__Task prompt__
All material below is to be reproduced exactly.

Recorded data:
■ ■ ■ ■ ■ ■ ■
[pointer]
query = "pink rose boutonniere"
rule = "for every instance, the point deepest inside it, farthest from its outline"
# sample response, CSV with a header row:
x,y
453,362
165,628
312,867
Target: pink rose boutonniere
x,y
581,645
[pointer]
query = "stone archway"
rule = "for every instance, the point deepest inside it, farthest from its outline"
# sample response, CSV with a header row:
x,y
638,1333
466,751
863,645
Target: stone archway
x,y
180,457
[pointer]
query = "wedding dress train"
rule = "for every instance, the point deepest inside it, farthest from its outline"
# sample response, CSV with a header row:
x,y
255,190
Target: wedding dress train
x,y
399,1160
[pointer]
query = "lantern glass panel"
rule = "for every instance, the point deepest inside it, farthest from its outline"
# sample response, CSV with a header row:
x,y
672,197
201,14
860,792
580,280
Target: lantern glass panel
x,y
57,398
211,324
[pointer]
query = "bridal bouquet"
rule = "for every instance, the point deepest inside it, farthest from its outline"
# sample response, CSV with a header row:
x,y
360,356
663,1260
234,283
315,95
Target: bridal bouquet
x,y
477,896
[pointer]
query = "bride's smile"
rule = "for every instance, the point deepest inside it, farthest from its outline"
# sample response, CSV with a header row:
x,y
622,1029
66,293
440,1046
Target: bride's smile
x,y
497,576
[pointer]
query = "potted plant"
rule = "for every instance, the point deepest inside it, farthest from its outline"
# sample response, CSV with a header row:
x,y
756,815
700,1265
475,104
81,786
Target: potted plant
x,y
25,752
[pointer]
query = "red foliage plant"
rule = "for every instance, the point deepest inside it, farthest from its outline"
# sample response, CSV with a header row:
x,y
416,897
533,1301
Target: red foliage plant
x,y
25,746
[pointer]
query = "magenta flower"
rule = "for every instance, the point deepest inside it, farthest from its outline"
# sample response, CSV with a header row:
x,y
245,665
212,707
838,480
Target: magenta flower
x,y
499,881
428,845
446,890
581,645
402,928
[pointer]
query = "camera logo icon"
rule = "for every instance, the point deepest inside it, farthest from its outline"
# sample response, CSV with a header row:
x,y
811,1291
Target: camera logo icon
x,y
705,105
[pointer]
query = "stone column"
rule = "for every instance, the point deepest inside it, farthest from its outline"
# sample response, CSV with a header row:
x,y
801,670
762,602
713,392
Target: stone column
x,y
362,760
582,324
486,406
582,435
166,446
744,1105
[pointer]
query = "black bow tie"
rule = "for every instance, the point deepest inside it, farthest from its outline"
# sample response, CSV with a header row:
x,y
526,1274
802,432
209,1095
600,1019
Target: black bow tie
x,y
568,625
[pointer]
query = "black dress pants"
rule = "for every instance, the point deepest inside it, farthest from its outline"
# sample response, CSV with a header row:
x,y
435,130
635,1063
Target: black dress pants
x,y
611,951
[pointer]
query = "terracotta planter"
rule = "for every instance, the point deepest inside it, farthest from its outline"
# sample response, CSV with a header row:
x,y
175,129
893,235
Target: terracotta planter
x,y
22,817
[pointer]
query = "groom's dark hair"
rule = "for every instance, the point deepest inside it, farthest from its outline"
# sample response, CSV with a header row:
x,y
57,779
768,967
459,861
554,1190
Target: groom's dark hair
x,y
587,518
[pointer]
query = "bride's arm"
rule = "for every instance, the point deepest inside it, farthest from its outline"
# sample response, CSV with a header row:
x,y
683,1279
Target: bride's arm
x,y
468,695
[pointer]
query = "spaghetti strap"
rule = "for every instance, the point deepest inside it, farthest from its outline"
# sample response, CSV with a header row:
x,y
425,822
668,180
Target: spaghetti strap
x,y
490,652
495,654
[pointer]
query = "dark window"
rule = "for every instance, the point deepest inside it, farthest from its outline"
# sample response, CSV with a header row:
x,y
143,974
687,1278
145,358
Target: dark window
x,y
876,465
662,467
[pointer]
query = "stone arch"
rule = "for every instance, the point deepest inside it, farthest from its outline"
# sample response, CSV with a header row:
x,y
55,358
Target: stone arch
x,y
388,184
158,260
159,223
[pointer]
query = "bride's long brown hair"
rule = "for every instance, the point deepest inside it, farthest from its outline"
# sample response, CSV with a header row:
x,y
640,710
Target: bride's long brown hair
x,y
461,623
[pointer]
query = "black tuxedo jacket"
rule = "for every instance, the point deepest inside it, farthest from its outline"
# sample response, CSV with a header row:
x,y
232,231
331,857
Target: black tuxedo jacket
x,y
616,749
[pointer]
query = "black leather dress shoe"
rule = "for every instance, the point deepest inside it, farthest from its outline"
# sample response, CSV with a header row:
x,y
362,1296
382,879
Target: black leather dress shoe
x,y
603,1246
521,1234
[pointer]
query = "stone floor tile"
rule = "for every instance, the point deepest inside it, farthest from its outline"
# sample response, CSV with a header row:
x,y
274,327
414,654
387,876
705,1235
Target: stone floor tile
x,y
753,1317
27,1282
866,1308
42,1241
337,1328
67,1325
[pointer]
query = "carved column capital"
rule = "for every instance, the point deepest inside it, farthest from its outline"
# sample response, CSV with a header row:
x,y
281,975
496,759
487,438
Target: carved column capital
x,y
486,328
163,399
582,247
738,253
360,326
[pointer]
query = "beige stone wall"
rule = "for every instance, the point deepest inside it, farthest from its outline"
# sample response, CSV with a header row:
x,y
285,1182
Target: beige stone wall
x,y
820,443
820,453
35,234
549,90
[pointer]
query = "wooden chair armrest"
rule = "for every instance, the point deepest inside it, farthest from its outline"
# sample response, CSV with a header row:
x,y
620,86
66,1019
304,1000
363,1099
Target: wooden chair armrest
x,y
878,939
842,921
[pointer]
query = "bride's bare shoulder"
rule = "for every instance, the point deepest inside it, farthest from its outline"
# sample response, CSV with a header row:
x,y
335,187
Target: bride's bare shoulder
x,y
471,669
■ ■ ■ ■ ■ ■ ■
__Answer__
[pointer]
query = "pink rose boutonniere"
rule = "for every instance, the point deepest inside it, farthest from its outline"
# sample response, CSV with a header row:
x,y
453,362
165,628
312,867
Target: pink rose boutonniere
x,y
581,645
[pointer]
query = "stone archway"
rule = "for every instance, the point deepest inside it, farthest from its outline"
# sample response, CSV with a header row:
x,y
638,1333
466,751
863,645
Target: stone archway
x,y
180,457
[pointer]
query = "wedding dress train"
rule = "for every instance, the point deepest inside it, farthest from its outline"
# sample response, CSV with a header row:
x,y
255,190
Target: wedding dress train
x,y
399,1160
[pointer]
query = "lantern glass panel"
rule = "for every instance, the point deepest inside it, farthest from its outline"
# sample response, CSV with a header row:
x,y
672,197
201,14
860,792
580,280
Target: lantern glass panel
x,y
57,398
211,324
[pointer]
query = "bridal bouquet"
rule = "for every instance, the point deepest inside it, farthest from its outline"
# sample response, CSV with a header row:
x,y
360,356
663,1260
234,283
315,95
Target: bridal bouquet
x,y
477,896
[pointer]
query = "bride's smile"
rule = "for every instance, the point deepest inside it, farthest from its outline"
# sample response, CSV with a header row:
x,y
622,1029
66,293
440,1046
Target: bride's smile
x,y
497,576
[pointer]
query = "potted plant"
rule = "for every instance, the point deepest inside it, farthest from its outline"
# sample response, CSV with a header row:
x,y
756,815
700,1265
475,104
81,786
Target: potted plant
x,y
25,752
[pointer]
query = "red foliage plant"
rule = "for every instance, the point deepest inside it, farthest from its outline"
# sample response, CSV with a header row:
x,y
416,897
533,1301
Target: red foliage plant
x,y
25,746
[pointer]
query = "magenta flower"
rule = "for every instance, the point deepest inside it, farthest from its outline"
# sample response, CSV with a header row:
x,y
245,665
212,707
838,480
Target: magenta flower
x,y
499,881
428,845
446,890
581,645
402,928
[pointer]
query = "camera logo icon"
rule = "for every instance, the point deepest inside it, farthest from its outline"
# sample response, CSV with a header row:
x,y
811,1291
Target: camera logo icon
x,y
705,105
[pointer]
query = "stone column"
rule = "for every instance, the point deepest inside it, farthest from its outline"
# sample response, CSV with a header row:
x,y
801,670
762,602
713,392
Target: stone column
x,y
362,760
582,324
486,406
582,435
166,446
744,1105
[pointer]
query = "black bow tie"
rule = "for every instance, the point deepest inside it, farthest from its outline"
# sample response, CSV with a header row:
x,y
526,1274
802,432
209,1095
600,1019
Target: black bow tie
x,y
568,625
[pointer]
query = "black dress pants"
rule = "for every instance, the point deepest inside it, farthest from its outline"
# sample response, CSV with a header row:
x,y
435,130
635,1063
Target: black dress pants
x,y
611,951
[pointer]
query = "terracotta planter"
rule = "for every instance, the point deepest inside it, farthest from its outline"
# sample response, CSV with a header row:
x,y
175,129
893,235
Target: terracotta planter
x,y
22,817
[pointer]
query = "groom's dark hair"
rule = "for every instance, the point deepest inside it, farthest from its outline"
# sample response, CSV with a header row:
x,y
57,779
768,967
459,861
554,1190
Target: groom's dark hair
x,y
587,518
[pointer]
query = "bride's arm"
rule = "for every instance, the point deepest inside it, farthest from its outline"
# sample response, CSV with a header row:
x,y
683,1279
Target: bride's arm
x,y
468,695
[pointer]
query = "spaghetti strap"
rule = "for every instance, the point deepest inside it, farthest from its outline"
# sample response, CSV with a header row:
x,y
425,822
668,180
Target: spaghetti strap
x,y
490,652
495,654
[pointer]
query = "dark window"
rule = "for every instance, the point deepest inside it, farthest from its outline"
# sample response, CSV with a header row:
x,y
143,974
687,1278
145,358
Target: dark window
x,y
876,465
662,467
[pointer]
query = "stone arch"
rule = "for every instance, the point deepest inside it, farthest from its outline"
# sample response, CSV with a header row:
x,y
55,358
Target: stone arch
x,y
388,184
158,260
159,223
[pointer]
query = "bride's long brown hair"
rule = "for every instance, the point deepest inside it, farthest from its outline"
# sample response, CSV with a header row:
x,y
640,710
Target: bride's long brown hair
x,y
461,623
[pointer]
query = "black tuxedo jacket"
rule = "for every instance, the point deepest inside it, farthest from its outline"
# sample response, CSV with a header row:
x,y
232,231
331,857
Target: black tuxedo jacket
x,y
616,749
[pointer]
query = "black leather dress shoe"
rule = "for every instance, the point deepest inside it, farthest from its outline"
# sample response, CSV with a header row:
x,y
362,1296
382,879
Target: black leather dress shoe
x,y
603,1246
521,1234
[pointer]
query = "stone floor tile"
rule = "for every instance, the point deepest inside it, farthest from its outline"
# sample response, CSV with a header row:
x,y
274,327
414,654
387,876
705,1235
Target: stone floor tile
x,y
753,1317
27,1282
866,1308
42,1241
337,1328
67,1325
[pointer]
query = "carved column capital"
rule = "for every instance, the point deepest inside it, farthest from its outline"
# sample response, CSV with a header row:
x,y
281,975
496,759
487,438
Target: carved column capital
x,y
486,328
163,399
582,247
738,253
360,326
[pointer]
query = "beige stone wall"
rule = "for every instance, the point deepest inside it, farthest from its outline"
# sample response, CSV with a header row:
x,y
285,1182
Target: beige stone wall
x,y
820,443
820,453
35,234
549,90
[pointer]
query = "wooden chair armrest"
rule = "for every instance, the point deepest inside it, farthest from its outline"
# sample response, CSV with a header row:
x,y
620,86
66,1019
304,1000
363,1099
Target: wooden chair armrest
x,y
878,939
842,921
[pointer]
query = "bride's bare shoulder"
rule = "for every instance, the point deepest inside it, farthest from its outline"
# sample response, CSV with a header row:
x,y
335,187
Target: bride's bare shoulder
x,y
471,669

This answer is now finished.